◆ Text excerpt ◆
◇ ◇ ◇ ◇ ◇ ◇ ◇
As a side note: Anorov/cloudflare-scrape has this bug too

ghost commented 5 years ago

@naorye The fix in #165 successfully scrapes all 100 of them. Can you confirm?

npm install git://github.com/pro-src/cloudscraper.git#164_too_many_requests

naorye commented 5 years ago

Actually I have 2000 :) I'll check it in two hours and will update.

Thanks!

ghost commented 5 years ago

@naorye I just thought to mention that your test case can be simplified by replacing:

function scrapePage(url) {
    return new Promise((resolve, reject) => {
        cloudscraper.get(url, (err, resp, html) => {
            if (!err) {
                resolve(html);
            } else {
                reject(err);
            }
        });
    });
}

With it's equivalent:

function scrapePage(url) {
    return cloudscraper.get(url);
}

Edit: And if by chance that you need the response object, try the resolveWithFullResponse: true option, more info in request-promise's docs.

naorye commented 5 years ago

Scraping 2128/2128 [============================================================] 100%

Done successfully! Thanks!!

When do you plan to merge it to master branch?

ghost commented 5 years ago

Awesome! Once the PR is reviewed and if everything is good. (Probably less than 24H until a new NPM release) Thanks for your contribution!!!

naorye commented 5 years ago

You are awesome! 🥇

codemanki commented 5 years ago

Thank you guys for taking care of this. I will look through the PR tomorrow morning and will release a new version :)

codemanki commented 5 years ago

Done! 3.4.0 has been just published. Thank you @pro-src :)
◇ ◇ ◇ ◇ ◇ ◇ ◇
Stored items
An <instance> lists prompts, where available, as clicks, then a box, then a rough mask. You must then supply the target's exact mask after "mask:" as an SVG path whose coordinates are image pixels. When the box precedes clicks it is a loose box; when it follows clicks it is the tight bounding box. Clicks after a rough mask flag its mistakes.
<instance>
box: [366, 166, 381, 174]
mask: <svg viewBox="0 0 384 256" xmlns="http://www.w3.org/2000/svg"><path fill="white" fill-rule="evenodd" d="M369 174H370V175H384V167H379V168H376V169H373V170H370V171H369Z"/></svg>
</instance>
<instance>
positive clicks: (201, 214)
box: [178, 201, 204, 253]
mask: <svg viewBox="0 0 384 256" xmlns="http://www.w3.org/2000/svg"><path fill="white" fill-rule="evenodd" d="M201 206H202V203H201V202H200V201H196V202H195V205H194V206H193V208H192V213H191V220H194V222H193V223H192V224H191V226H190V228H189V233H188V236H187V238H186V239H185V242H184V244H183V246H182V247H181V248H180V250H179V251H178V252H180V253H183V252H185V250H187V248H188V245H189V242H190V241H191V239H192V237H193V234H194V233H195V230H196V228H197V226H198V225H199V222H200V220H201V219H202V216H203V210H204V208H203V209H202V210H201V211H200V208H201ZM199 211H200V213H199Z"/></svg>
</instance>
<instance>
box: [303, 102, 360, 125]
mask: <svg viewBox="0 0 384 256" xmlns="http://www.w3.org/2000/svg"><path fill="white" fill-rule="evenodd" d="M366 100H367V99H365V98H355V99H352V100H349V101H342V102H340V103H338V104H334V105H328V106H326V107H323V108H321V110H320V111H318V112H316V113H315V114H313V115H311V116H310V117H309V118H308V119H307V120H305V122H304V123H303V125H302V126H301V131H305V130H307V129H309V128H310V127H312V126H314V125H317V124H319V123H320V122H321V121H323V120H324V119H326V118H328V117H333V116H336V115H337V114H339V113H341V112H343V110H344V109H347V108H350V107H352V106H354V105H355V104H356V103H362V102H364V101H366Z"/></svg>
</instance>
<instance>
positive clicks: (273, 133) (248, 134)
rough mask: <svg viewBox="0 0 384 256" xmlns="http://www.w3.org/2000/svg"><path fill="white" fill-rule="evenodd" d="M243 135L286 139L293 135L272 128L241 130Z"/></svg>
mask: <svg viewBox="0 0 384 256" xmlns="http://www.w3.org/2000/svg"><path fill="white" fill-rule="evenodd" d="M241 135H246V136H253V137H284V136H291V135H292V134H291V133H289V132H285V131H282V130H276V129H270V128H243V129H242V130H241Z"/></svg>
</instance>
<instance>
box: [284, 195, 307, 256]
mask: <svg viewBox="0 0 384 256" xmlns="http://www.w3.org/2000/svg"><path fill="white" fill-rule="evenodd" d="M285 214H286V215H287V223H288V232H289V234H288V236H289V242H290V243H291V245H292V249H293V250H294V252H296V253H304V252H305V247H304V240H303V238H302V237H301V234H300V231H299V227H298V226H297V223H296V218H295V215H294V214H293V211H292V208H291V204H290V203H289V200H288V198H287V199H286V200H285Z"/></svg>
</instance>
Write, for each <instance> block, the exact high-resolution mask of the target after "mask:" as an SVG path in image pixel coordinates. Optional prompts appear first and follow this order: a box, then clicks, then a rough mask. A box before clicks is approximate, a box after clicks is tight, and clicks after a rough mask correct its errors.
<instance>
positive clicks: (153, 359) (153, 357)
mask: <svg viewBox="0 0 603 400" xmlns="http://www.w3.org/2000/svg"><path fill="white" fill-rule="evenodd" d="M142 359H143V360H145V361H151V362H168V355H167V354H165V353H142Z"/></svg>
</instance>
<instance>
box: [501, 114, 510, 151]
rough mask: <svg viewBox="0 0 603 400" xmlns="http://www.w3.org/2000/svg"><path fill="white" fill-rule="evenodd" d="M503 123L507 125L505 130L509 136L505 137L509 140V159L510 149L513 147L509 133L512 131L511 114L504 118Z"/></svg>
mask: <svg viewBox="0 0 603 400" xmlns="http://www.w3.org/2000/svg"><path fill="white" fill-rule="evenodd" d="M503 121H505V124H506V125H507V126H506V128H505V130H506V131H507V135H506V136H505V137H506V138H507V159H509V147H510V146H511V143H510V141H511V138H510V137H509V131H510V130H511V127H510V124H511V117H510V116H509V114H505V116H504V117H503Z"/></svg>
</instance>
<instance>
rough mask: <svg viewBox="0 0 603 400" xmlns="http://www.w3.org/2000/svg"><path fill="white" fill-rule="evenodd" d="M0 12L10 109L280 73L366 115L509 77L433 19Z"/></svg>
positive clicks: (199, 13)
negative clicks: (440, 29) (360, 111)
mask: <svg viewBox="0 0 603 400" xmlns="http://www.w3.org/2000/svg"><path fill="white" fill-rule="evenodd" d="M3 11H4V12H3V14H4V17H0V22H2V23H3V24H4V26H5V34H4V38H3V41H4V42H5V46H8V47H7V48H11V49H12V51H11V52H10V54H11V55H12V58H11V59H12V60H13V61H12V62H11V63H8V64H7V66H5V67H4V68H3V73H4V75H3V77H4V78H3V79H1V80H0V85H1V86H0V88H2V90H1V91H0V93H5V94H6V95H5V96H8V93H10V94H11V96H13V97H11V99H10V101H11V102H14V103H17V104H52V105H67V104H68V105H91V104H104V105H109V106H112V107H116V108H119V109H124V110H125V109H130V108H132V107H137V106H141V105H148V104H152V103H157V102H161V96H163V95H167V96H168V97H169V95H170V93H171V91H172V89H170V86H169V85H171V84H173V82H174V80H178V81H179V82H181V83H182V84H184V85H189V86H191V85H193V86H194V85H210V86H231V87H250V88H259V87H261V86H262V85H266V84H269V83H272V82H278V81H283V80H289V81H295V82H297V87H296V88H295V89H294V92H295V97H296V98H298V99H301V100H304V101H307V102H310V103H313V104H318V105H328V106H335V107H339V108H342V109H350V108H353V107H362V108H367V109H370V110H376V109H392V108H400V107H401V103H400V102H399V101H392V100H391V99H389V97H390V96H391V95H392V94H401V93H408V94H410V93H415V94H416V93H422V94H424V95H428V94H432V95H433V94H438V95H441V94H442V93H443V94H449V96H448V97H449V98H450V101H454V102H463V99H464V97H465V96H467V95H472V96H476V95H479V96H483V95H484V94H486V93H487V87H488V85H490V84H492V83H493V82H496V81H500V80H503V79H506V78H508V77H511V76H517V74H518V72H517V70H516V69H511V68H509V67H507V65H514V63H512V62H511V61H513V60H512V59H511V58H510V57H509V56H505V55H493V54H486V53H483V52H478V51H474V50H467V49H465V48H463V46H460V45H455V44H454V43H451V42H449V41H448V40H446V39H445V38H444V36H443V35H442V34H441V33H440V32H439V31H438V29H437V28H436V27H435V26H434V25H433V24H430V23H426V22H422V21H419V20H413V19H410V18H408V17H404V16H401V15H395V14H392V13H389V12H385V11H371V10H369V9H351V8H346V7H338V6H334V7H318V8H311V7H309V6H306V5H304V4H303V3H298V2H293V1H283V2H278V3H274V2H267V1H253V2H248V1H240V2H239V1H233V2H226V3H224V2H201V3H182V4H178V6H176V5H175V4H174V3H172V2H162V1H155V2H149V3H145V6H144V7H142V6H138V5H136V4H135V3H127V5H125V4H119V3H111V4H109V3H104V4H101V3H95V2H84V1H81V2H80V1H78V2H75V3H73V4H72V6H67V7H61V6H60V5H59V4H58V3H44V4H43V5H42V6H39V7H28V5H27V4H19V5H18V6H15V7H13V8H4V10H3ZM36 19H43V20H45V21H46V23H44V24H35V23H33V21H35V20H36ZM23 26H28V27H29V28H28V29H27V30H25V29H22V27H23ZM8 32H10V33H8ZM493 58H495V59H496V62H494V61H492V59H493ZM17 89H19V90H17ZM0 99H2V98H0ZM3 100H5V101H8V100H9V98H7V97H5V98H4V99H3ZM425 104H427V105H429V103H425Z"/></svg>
◇ ◇ ◇ ◇ ◇ ◇ ◇
◆ Required work ◆
In the cloudscraper forum thread, name each account shown as posting a comment, listing every account only once.

◆ Your response ◆
ghost, naorye, codemanki